**WORK ITEM**. Please write out the entire listing below exactly, excluding its pictures.

**RECORDS FOR THE TASK**.
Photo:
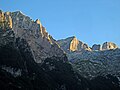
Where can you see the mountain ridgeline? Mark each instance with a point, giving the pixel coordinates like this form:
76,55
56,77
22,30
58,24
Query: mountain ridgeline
30,59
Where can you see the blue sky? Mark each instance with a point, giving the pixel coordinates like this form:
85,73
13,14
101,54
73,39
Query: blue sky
91,21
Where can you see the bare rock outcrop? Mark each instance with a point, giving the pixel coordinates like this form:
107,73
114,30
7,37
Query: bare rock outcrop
72,44
109,45
42,44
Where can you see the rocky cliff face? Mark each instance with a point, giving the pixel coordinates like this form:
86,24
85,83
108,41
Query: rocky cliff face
109,45
72,44
30,59
41,43
96,61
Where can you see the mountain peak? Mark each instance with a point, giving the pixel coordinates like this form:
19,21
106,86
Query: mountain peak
72,44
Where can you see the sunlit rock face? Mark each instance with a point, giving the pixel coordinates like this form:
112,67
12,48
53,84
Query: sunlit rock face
5,20
96,47
93,62
109,45
72,44
41,43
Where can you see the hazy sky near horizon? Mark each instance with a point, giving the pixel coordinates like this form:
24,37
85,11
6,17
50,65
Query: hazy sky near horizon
91,21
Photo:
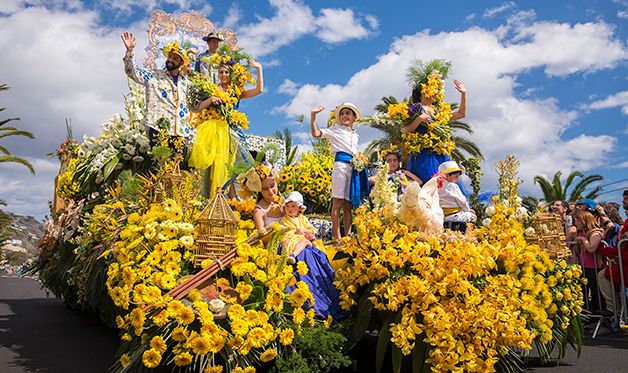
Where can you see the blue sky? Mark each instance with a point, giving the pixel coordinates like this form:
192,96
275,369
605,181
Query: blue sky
546,81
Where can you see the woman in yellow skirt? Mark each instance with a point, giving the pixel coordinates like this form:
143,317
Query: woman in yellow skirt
212,145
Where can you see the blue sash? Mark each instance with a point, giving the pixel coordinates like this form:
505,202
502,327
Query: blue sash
360,186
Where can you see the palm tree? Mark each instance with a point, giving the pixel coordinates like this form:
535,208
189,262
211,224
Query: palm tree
291,151
393,134
555,190
6,131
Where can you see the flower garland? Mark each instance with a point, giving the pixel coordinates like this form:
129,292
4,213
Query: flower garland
466,303
202,88
437,138
312,177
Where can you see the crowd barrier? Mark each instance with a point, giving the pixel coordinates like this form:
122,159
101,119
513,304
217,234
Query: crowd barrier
593,295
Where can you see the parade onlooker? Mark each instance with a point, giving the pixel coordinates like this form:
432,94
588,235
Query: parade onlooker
588,238
561,208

**ANSWER TO THIS PROBLEM**.
Photo:
Where can you see the mountain ridgeline? Mark each instance with a point, giving the pixel coordinates like this form:
76,55
56,77
22,30
58,24
Query: mountain ridgeline
30,59
Where can you see the blue sky? Mark each instance with a point, giving the pixel coordinates like this form:
85,73
13,14
101,54
73,39
Query: blue sky
91,21
Where can you see the bare rock outcrop? Mark each instance with a point, giving the pixel coordinates like this form:
107,73
114,30
7,37
Query: bare rock outcrop
72,44
109,45
42,44
Where can you see the rocky cliff face? Mark each instance with a point, giving the pixel coordinates like this form:
86,24
85,83
108,41
Query: rocky cliff face
109,45
72,44
30,59
41,43
96,61
Where can you see the mountain peak? Mark each instance with a point, giving the pixel coordinates like this form:
19,21
106,86
Query: mountain peak
72,44
Where can you see the sunlit rock face? Mark each instance with a point, giving the pixel coordinates like this form:
112,67
12,48
53,84
Query: sunlit rock face
5,20
96,47
93,62
109,45
72,44
41,43
Where can you see the hazy sky near horizon? Mark each instance with a point, giving the pixel coordinates like this form:
24,37
85,11
6,17
50,65
Query: hazy sky near horizon
91,21
Photo:
Where can you see the blue sky? Mark each instance with a point, giving the pixel coordinates like this form:
192,96
275,369
605,181
Query: blue sky
546,81
Where can you see the woman in yellow skirt? Mark each instance with a point, giving the pixel coordinates like this form:
143,317
Query: woman in yellow skirt
212,145
Where can you see the blue sash? Mark each instance with a point, giving the pixel coordinates like this form:
505,202
502,327
Query: blue sash
360,186
Where can you see the palm tree? Mark each instance with a point, giving the pixel coordinates like this form:
535,208
189,262
211,224
Query: palm tree
291,151
393,134
555,190
6,131
Where can you see the flower garland? Mark each instance with a point, giving the pixel coordinates like this form:
129,292
4,213
Query: flower garland
466,303
202,88
437,138
312,177
Where can you see the crowd barrier? Mark each instance with a point, giving the pixel coordinates like this form:
122,159
101,119
513,304
217,234
Query: crowd barrier
593,295
Where can you see the parade onlooker? Mark each instance with a point, giving the pixel coordinates like this form:
432,94
588,235
Query: parade onlooker
588,238
561,208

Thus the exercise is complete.